● REQUIREMENT
Copy the records below line for line, leaving out the pictures.

Image region labeling records:
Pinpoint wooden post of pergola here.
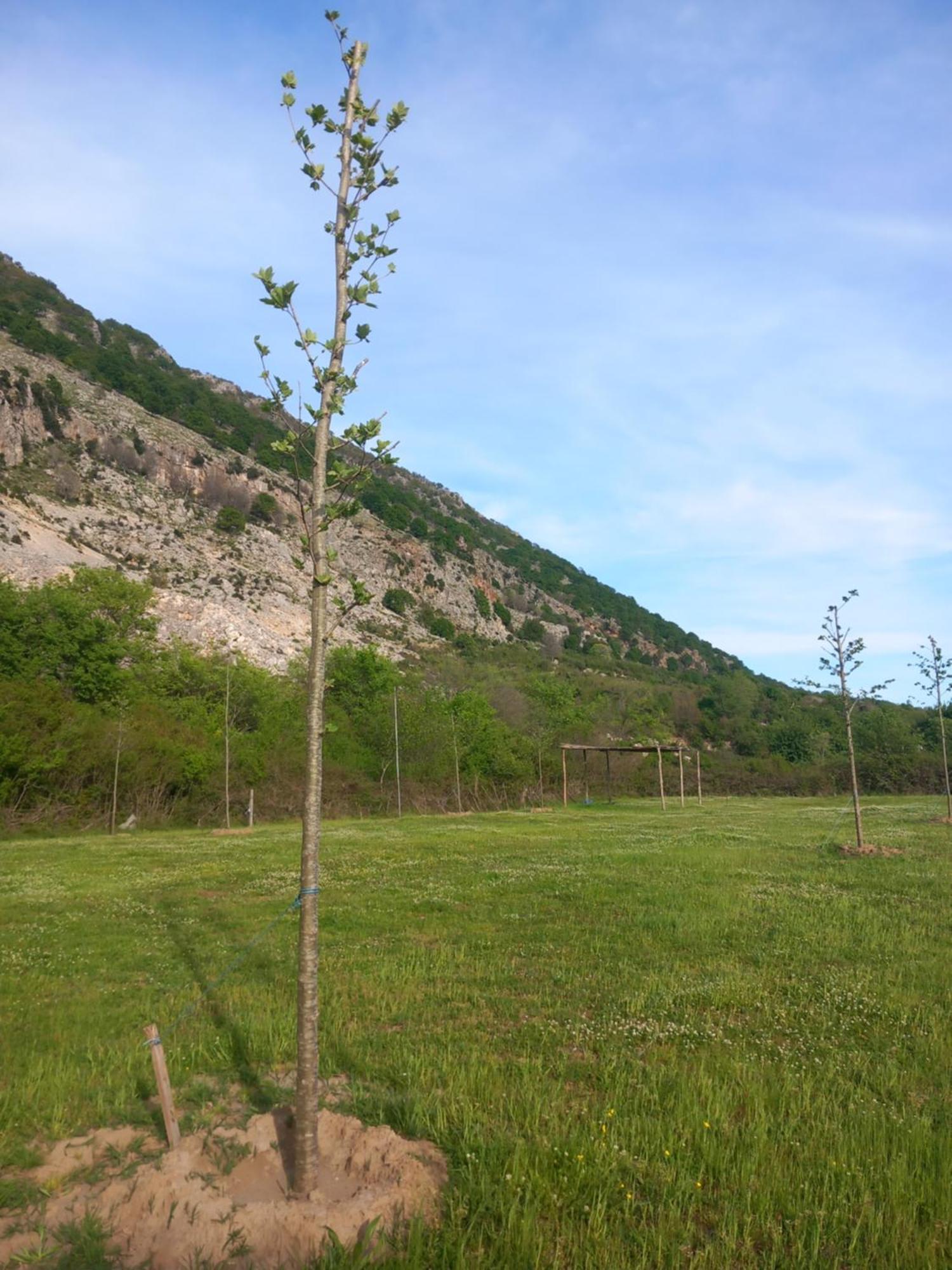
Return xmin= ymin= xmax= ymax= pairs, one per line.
xmin=694 ymin=749 xmax=702 ymax=806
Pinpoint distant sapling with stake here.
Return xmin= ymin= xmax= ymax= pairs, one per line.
xmin=910 ymin=635 xmax=952 ymax=824
xmin=255 ymin=10 xmax=407 ymax=1196
xmin=798 ymin=591 xmax=892 ymax=851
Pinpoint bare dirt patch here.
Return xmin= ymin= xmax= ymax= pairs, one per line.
xmin=839 ymin=842 xmax=902 ymax=856
xmin=0 ymin=1107 xmax=448 ymax=1270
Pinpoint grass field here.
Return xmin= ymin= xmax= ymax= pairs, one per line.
xmin=0 ymin=798 xmax=952 ymax=1270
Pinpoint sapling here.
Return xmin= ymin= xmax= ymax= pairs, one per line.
xmin=798 ymin=591 xmax=892 ymax=851
xmin=255 ymin=10 xmax=407 ymax=1196
xmin=910 ymin=635 xmax=952 ymax=823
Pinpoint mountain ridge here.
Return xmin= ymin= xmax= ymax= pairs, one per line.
xmin=0 ymin=254 xmax=749 ymax=676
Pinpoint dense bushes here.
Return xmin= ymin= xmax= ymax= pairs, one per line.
xmin=0 ymin=569 xmax=941 ymax=829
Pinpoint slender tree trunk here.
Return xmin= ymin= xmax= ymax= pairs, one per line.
xmin=932 ymin=644 xmax=952 ymax=820
xmin=294 ymin=43 xmax=364 ymax=1199
xmin=109 ymin=715 xmax=122 ymax=833
xmin=225 ymin=662 xmax=231 ymax=829
xmin=449 ymin=711 xmax=463 ymax=813
xmin=393 ymin=688 xmax=404 ymax=819
xmin=833 ymin=608 xmax=863 ymax=851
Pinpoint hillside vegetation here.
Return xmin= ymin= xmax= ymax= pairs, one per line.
xmin=0 ymin=254 xmax=737 ymax=671
xmin=0 ymin=569 xmax=941 ymax=831
xmin=0 ymin=257 xmax=941 ymax=829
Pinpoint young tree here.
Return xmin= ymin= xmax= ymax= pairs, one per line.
xmin=910 ymin=635 xmax=952 ymax=822
xmin=255 ymin=10 xmax=407 ymax=1196
xmin=800 ymin=591 xmax=892 ymax=850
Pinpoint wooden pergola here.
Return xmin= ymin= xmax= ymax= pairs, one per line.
xmin=560 ymin=742 xmax=701 ymax=810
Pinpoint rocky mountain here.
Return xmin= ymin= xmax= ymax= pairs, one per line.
xmin=0 ymin=255 xmax=737 ymax=673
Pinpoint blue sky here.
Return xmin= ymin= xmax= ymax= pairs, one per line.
xmin=0 ymin=0 xmax=952 ymax=698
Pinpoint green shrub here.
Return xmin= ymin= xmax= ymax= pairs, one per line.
xmin=493 ymin=599 xmax=513 ymax=630
xmin=383 ymin=587 xmax=416 ymax=617
xmin=215 ymin=507 xmax=246 ymax=533
xmin=249 ymin=494 xmax=278 ymax=525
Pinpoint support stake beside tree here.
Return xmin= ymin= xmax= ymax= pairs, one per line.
xmin=910 ymin=635 xmax=952 ymax=824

● TASK ANSWER
Pinpoint wooden post of pergola here.
Return xmin= ymin= xmax= ymax= pairs, one per line.
xmin=694 ymin=749 xmax=702 ymax=806
Pinpoint distant sapling with stake here.
Return xmin= ymin= xmax= ymax= pairs, one per line.
xmin=910 ymin=635 xmax=952 ymax=824
xmin=255 ymin=10 xmax=407 ymax=1196
xmin=798 ymin=591 xmax=892 ymax=851
Pinpoint bare dirt patch here.
Return xmin= ymin= xmax= ymax= pairs, one per line.
xmin=839 ymin=842 xmax=902 ymax=856
xmin=0 ymin=1107 xmax=448 ymax=1270
Pinpoint grass field here.
Return xmin= ymin= xmax= ymax= pairs, one per line.
xmin=0 ymin=798 xmax=952 ymax=1270
Pinpoint sapling here.
Return xmin= ymin= xmax= ymax= pairs, one per line.
xmin=798 ymin=591 xmax=892 ymax=851
xmin=255 ymin=10 xmax=407 ymax=1196
xmin=910 ymin=635 xmax=952 ymax=823
Pinpoint mountain ridge here.
Return xmin= ymin= xmax= ymax= pairs, one per line.
xmin=0 ymin=254 xmax=749 ymax=676
Pinpoint dense bushes here.
Return xmin= ymin= xmax= ymax= pairs, one per line.
xmin=0 ymin=569 xmax=941 ymax=829
Pinpoint slender tree trunk here.
Return xmin= ymin= xmax= ymax= pairs, one per line.
xmin=932 ymin=644 xmax=952 ymax=820
xmin=294 ymin=43 xmax=364 ymax=1199
xmin=109 ymin=715 xmax=122 ymax=833
xmin=225 ymin=662 xmax=231 ymax=829
xmin=449 ymin=711 xmax=463 ymax=813
xmin=393 ymin=688 xmax=404 ymax=819
xmin=833 ymin=608 xmax=863 ymax=851
Pinpoint hillside vegetation here.
Return xmin= ymin= xmax= ymax= pairs, one per line.
xmin=0 ymin=254 xmax=737 ymax=671
xmin=0 ymin=569 xmax=941 ymax=831
xmin=0 ymin=257 xmax=941 ymax=829
Pinpoint young tree here.
Return xmin= ymin= xmax= ymax= pairs, one per line.
xmin=910 ymin=635 xmax=952 ymax=822
xmin=255 ymin=10 xmax=407 ymax=1196
xmin=800 ymin=591 xmax=892 ymax=850
Pinpoint wooden pergola here.
Return xmin= ymin= xmax= ymax= pairs, one per line.
xmin=560 ymin=742 xmax=701 ymax=810
Pinpoint rocky mountain here.
Return xmin= ymin= xmax= ymax= pairs, one per line.
xmin=0 ymin=255 xmax=737 ymax=673
Pinpoint blue sky here.
Return xmin= ymin= xmax= ymax= pairs, one per line.
xmin=0 ymin=0 xmax=952 ymax=698
Pinpoint green shrub here.
Return xmin= ymin= xmax= ymax= pairs, one per line.
xmin=493 ymin=599 xmax=513 ymax=630
xmin=383 ymin=587 xmax=416 ymax=617
xmin=215 ymin=507 xmax=246 ymax=533
xmin=249 ymin=494 xmax=278 ymax=525
Pinpoint support stake beside tree here.
Return xmin= ymin= xmax= ymax= pairs, one per line.
xmin=910 ymin=635 xmax=952 ymax=824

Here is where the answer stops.